_Task data_
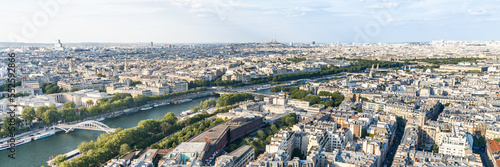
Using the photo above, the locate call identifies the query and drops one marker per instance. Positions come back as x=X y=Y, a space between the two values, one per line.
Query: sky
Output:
x=239 y=21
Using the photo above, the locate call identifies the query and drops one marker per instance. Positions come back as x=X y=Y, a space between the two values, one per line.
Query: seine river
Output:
x=37 y=153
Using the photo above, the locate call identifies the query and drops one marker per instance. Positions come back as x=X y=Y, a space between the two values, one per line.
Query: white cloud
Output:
x=384 y=5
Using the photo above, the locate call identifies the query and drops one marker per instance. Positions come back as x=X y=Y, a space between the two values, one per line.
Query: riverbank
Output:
x=38 y=153
x=30 y=136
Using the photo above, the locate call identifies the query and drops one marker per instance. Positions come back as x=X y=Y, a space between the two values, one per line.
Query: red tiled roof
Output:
x=494 y=145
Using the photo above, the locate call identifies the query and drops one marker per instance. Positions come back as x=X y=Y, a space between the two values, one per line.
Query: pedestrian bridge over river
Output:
x=87 y=125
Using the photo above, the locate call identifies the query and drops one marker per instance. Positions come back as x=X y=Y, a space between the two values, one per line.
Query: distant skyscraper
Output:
x=58 y=46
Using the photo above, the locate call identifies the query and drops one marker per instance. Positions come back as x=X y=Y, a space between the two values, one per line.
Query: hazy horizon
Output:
x=236 y=21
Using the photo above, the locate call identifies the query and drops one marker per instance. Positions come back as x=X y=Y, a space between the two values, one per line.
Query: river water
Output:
x=37 y=153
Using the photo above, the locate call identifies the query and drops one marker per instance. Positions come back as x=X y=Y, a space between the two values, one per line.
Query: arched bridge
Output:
x=88 y=125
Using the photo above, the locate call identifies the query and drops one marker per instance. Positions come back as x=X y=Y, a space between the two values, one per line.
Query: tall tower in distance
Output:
x=71 y=65
x=371 y=72
x=126 y=67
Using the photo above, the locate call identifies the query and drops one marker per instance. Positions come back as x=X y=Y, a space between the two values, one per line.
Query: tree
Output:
x=59 y=158
x=261 y=134
x=28 y=114
x=51 y=116
x=102 y=100
x=195 y=109
x=83 y=111
x=170 y=118
x=70 y=104
x=260 y=97
x=274 y=129
x=124 y=149
x=290 y=121
x=39 y=112
x=89 y=103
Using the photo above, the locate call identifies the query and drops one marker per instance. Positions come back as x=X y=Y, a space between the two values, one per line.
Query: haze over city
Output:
x=228 y=21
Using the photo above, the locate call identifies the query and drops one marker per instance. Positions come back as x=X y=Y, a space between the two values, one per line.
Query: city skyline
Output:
x=235 y=21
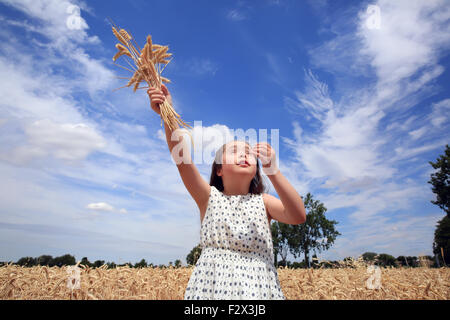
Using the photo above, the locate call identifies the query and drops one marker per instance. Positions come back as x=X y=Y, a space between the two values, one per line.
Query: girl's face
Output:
x=238 y=159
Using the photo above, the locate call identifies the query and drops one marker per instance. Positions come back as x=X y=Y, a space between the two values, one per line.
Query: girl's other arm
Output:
x=290 y=209
x=198 y=188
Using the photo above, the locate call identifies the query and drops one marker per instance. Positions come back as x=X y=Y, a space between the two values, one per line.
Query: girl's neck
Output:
x=235 y=190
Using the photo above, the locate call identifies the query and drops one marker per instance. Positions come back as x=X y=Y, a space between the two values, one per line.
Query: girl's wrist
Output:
x=270 y=170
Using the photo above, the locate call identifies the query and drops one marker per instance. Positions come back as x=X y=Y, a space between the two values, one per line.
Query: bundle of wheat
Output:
x=148 y=64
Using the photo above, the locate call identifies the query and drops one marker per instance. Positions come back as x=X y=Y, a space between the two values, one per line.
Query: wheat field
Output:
x=55 y=283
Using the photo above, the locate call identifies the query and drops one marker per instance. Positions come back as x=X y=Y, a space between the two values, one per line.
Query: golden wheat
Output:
x=346 y=283
x=148 y=62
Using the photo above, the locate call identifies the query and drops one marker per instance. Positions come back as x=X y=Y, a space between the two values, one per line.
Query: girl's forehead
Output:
x=237 y=143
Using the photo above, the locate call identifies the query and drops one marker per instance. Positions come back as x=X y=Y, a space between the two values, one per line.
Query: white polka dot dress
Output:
x=236 y=262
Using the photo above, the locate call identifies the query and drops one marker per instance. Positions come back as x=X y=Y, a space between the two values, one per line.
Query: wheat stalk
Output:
x=147 y=67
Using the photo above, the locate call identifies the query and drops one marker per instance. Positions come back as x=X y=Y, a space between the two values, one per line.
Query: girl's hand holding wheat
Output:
x=267 y=156
x=158 y=96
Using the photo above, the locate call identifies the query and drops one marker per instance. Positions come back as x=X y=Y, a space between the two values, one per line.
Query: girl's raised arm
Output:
x=198 y=188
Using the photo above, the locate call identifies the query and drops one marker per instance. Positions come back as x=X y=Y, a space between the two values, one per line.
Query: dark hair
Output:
x=257 y=185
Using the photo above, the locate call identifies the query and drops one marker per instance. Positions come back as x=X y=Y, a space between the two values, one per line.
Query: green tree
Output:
x=440 y=181
x=442 y=240
x=193 y=256
x=27 y=262
x=65 y=260
x=317 y=233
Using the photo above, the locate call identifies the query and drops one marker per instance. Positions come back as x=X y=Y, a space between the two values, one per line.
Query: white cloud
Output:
x=100 y=206
x=354 y=153
x=440 y=113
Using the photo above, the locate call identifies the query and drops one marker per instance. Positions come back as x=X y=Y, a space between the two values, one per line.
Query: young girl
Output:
x=237 y=259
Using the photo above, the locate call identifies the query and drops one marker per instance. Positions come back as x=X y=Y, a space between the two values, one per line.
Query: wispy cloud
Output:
x=346 y=152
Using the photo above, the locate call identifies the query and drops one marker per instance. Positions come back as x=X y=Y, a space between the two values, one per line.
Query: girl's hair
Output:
x=257 y=185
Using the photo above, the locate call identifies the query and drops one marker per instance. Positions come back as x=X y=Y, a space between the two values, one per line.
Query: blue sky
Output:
x=360 y=111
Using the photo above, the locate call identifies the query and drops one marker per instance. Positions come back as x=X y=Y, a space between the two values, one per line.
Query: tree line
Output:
x=69 y=260
x=315 y=235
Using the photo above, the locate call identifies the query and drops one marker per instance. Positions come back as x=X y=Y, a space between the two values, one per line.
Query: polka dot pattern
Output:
x=237 y=251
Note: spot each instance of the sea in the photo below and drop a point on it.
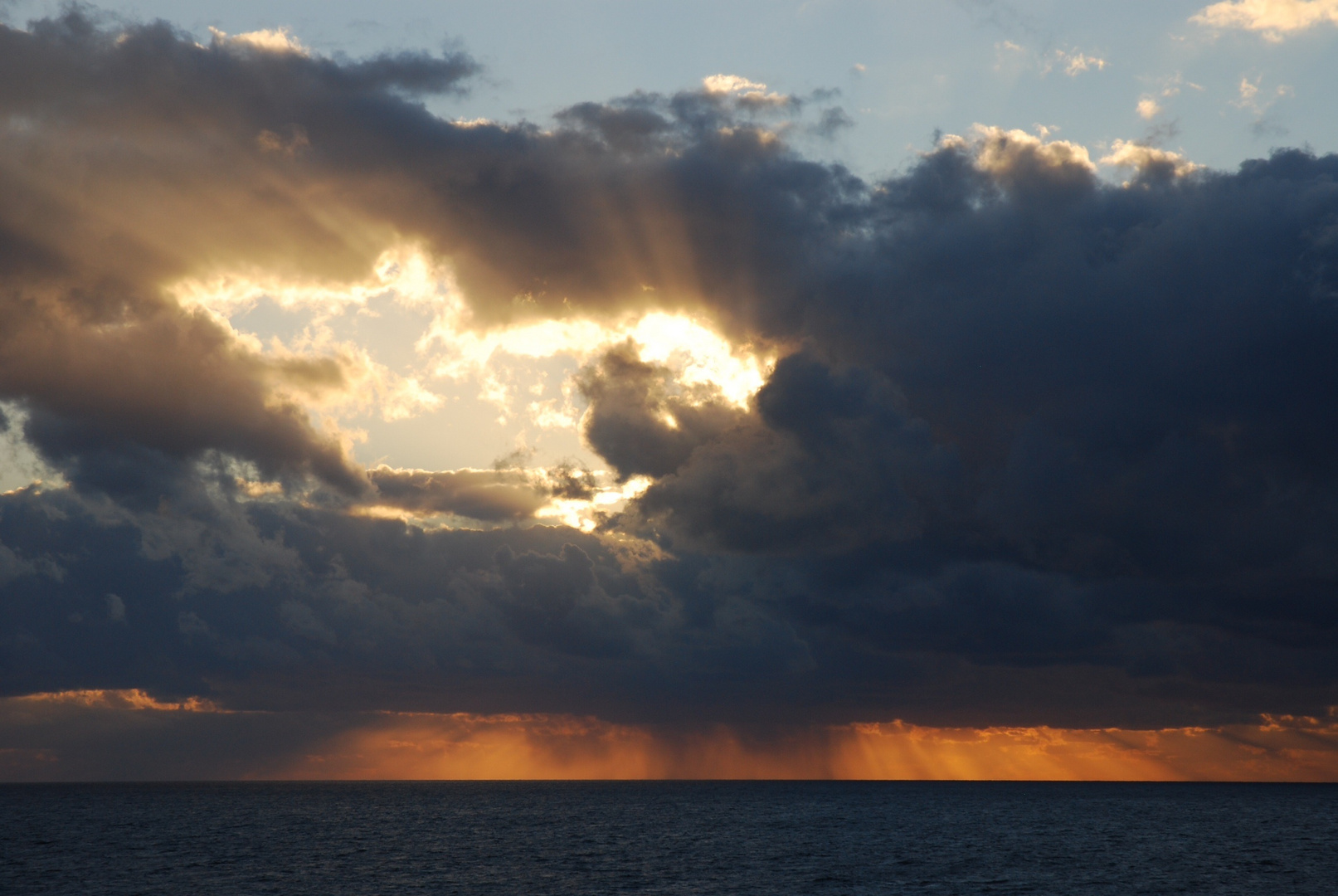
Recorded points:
(668, 837)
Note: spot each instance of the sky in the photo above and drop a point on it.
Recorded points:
(633, 389)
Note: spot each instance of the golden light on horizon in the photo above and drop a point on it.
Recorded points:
(463, 747)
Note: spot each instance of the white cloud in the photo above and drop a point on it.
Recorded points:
(277, 41)
(1253, 98)
(1126, 154)
(1075, 63)
(729, 85)
(1274, 19)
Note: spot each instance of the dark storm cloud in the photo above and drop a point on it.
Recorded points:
(1043, 448)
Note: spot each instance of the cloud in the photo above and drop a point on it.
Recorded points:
(989, 441)
(47, 736)
(1274, 19)
(1150, 162)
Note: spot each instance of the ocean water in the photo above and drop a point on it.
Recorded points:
(668, 837)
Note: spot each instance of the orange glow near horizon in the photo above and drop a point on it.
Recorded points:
(563, 747)
(384, 745)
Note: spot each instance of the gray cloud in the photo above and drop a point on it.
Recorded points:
(1044, 450)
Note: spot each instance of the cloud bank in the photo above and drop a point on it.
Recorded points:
(1039, 448)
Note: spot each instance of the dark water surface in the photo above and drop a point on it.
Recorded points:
(668, 837)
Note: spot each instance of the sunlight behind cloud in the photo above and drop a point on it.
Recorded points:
(1274, 19)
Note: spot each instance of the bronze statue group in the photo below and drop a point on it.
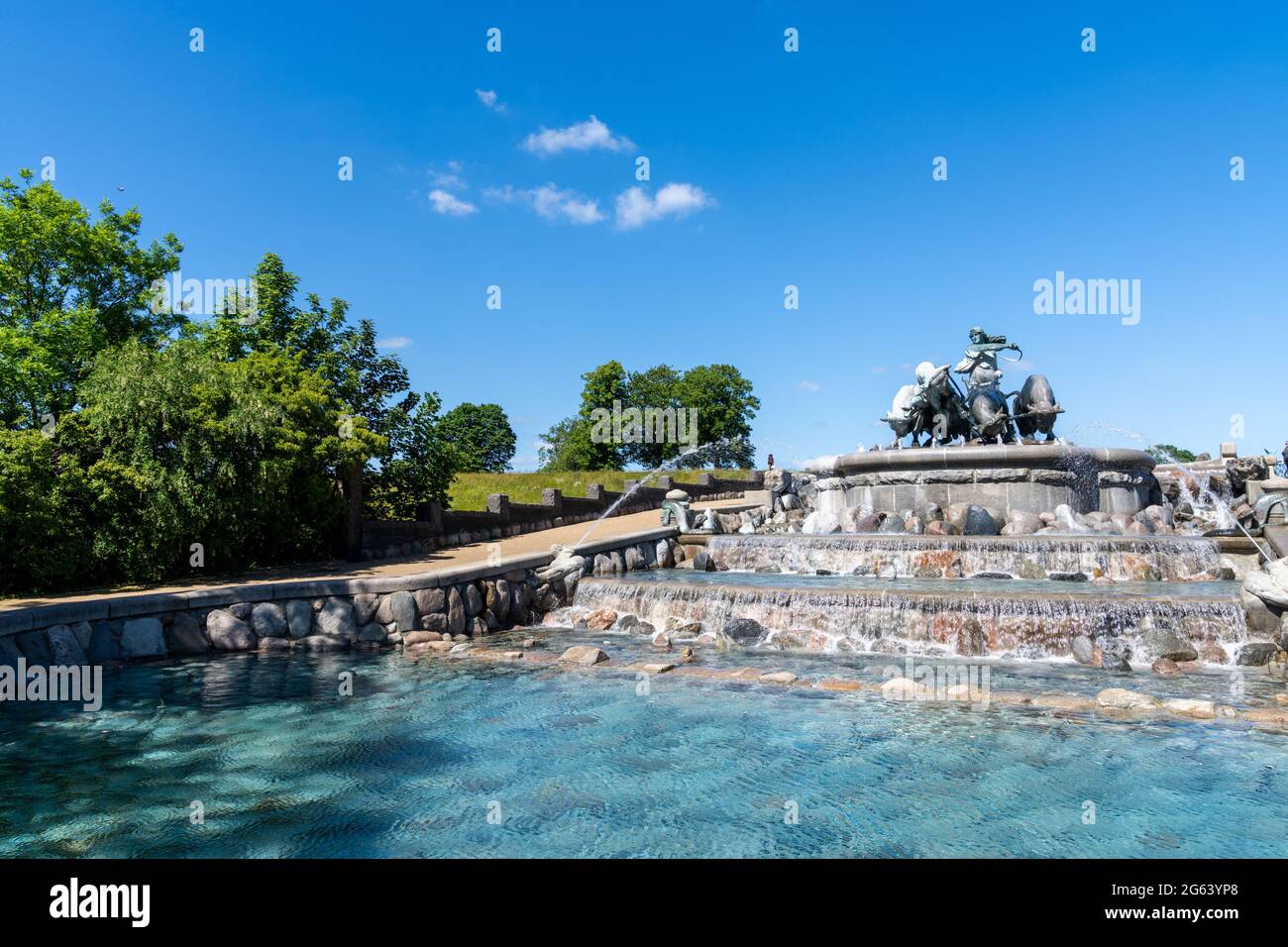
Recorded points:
(938, 406)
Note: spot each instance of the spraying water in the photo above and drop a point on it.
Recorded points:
(669, 466)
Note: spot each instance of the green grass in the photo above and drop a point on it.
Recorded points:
(471, 491)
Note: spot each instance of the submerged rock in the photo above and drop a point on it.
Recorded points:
(584, 655)
(743, 629)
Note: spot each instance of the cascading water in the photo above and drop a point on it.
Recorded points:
(1119, 558)
(1004, 618)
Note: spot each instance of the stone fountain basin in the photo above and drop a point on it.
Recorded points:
(1026, 476)
(1120, 558)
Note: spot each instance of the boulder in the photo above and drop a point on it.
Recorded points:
(104, 644)
(430, 600)
(971, 641)
(336, 620)
(601, 618)
(498, 599)
(436, 622)
(1256, 654)
(322, 643)
(979, 522)
(35, 647)
(473, 600)
(142, 638)
(1164, 643)
(583, 655)
(365, 608)
(184, 635)
(1119, 698)
(402, 611)
(268, 620)
(1166, 668)
(1021, 523)
(1269, 582)
(456, 612)
(777, 479)
(65, 650)
(743, 629)
(227, 631)
(299, 617)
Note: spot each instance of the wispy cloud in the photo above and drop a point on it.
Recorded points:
(488, 98)
(450, 179)
(635, 208)
(585, 136)
(550, 202)
(445, 202)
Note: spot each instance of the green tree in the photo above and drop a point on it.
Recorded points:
(1171, 454)
(419, 466)
(725, 407)
(69, 286)
(183, 447)
(600, 388)
(482, 436)
(651, 390)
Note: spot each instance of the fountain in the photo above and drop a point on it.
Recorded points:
(977, 539)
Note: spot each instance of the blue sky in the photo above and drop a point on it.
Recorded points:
(809, 169)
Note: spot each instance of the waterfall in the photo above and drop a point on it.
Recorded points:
(1014, 624)
(1119, 558)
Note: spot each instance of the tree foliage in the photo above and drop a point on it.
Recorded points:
(482, 436)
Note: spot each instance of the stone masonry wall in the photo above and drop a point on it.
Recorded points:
(438, 609)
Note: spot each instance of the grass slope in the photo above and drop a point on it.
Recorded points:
(471, 491)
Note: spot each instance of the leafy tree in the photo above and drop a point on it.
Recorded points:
(185, 447)
(1171, 454)
(482, 434)
(725, 407)
(603, 385)
(68, 287)
(419, 466)
(570, 447)
(653, 389)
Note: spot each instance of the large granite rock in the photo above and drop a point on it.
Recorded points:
(336, 620)
(299, 617)
(142, 638)
(743, 629)
(268, 620)
(65, 650)
(228, 633)
(184, 635)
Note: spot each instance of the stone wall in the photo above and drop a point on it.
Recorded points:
(437, 609)
(438, 528)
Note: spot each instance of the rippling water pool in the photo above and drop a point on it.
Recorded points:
(578, 763)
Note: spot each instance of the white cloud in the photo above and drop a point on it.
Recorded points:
(550, 202)
(585, 136)
(449, 204)
(450, 179)
(488, 98)
(635, 208)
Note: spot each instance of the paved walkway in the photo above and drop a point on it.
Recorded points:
(443, 558)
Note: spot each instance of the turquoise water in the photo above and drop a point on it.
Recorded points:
(580, 763)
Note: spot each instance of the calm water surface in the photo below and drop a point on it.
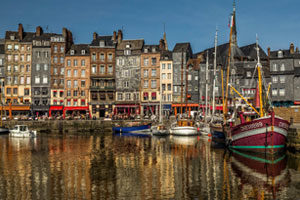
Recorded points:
(115, 167)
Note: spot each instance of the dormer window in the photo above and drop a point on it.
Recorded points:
(102, 43)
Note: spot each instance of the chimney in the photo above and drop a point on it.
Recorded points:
(292, 48)
(161, 44)
(65, 33)
(95, 35)
(21, 31)
(115, 36)
(120, 36)
(39, 31)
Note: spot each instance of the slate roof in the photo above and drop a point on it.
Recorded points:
(77, 49)
(107, 39)
(179, 46)
(2, 49)
(134, 44)
(27, 36)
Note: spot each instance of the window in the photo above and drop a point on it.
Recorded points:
(75, 63)
(275, 67)
(69, 73)
(282, 67)
(153, 72)
(146, 61)
(153, 84)
(126, 84)
(146, 84)
(110, 69)
(28, 80)
(282, 79)
(274, 92)
(83, 62)
(153, 61)
(26, 92)
(163, 87)
(37, 79)
(248, 74)
(83, 73)
(69, 84)
(145, 73)
(94, 69)
(83, 83)
(45, 79)
(22, 80)
(169, 87)
(120, 96)
(110, 57)
(102, 56)
(275, 79)
(93, 57)
(75, 73)
(102, 69)
(281, 92)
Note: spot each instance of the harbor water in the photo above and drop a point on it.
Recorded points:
(111, 166)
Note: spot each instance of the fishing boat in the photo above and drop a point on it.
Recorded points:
(22, 131)
(139, 129)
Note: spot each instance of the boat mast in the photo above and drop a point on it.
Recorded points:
(259, 66)
(206, 81)
(215, 66)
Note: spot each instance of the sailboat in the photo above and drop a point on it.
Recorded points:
(267, 132)
(183, 126)
(3, 129)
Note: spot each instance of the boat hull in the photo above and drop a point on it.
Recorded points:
(260, 136)
(132, 129)
(184, 131)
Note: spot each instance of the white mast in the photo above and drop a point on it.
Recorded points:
(215, 66)
(206, 81)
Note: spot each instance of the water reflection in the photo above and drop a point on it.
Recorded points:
(119, 167)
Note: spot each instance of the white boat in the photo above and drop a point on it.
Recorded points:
(184, 128)
(160, 130)
(22, 131)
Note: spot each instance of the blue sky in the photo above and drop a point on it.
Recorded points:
(276, 22)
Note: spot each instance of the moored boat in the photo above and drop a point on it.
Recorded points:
(22, 131)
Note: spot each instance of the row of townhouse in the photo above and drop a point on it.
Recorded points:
(47, 74)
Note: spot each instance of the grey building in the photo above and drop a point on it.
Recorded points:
(128, 78)
(2, 68)
(40, 73)
(284, 71)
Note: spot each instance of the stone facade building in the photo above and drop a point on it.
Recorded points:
(150, 79)
(18, 52)
(77, 80)
(103, 61)
(40, 72)
(128, 70)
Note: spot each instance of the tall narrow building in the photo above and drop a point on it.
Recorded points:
(102, 88)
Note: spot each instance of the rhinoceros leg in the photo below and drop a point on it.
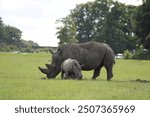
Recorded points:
(96, 72)
(109, 71)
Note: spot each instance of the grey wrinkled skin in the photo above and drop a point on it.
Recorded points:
(70, 68)
(92, 55)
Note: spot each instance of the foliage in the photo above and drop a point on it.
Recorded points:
(21, 79)
(127, 54)
(10, 39)
(103, 21)
(143, 24)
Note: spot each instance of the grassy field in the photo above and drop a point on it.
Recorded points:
(21, 79)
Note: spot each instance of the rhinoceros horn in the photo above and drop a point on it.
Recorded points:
(47, 65)
(52, 51)
(44, 70)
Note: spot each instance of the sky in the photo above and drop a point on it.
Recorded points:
(37, 18)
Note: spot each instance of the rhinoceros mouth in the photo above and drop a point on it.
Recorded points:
(50, 75)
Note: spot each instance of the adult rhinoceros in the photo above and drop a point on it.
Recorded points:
(91, 55)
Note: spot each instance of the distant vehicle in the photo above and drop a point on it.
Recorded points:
(119, 56)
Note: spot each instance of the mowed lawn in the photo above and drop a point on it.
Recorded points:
(21, 79)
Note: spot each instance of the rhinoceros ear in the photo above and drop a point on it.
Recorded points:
(47, 65)
(44, 70)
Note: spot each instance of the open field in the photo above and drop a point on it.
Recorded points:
(21, 79)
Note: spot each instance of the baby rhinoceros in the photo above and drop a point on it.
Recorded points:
(70, 68)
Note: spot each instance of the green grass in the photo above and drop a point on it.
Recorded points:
(21, 79)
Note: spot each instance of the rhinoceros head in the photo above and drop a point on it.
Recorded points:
(53, 69)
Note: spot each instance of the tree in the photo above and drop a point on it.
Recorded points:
(103, 21)
(143, 24)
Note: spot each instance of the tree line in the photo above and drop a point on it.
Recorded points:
(119, 25)
(10, 39)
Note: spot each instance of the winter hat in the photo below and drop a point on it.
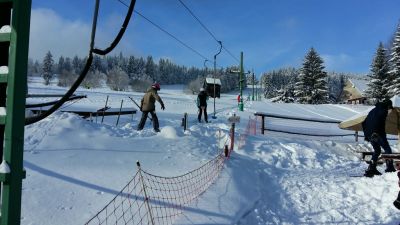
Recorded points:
(388, 103)
(156, 86)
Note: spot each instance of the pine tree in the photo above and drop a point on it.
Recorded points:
(378, 76)
(60, 65)
(394, 73)
(312, 85)
(48, 68)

_Task item_
Wherever a line in the entries above holds "foliage", copy that line.

_Task response_
Note: spot each instance of the tree foliage in the photo above and drop a point on it.
Note: spot each instance of the foliage in the photo above and drop a point on it.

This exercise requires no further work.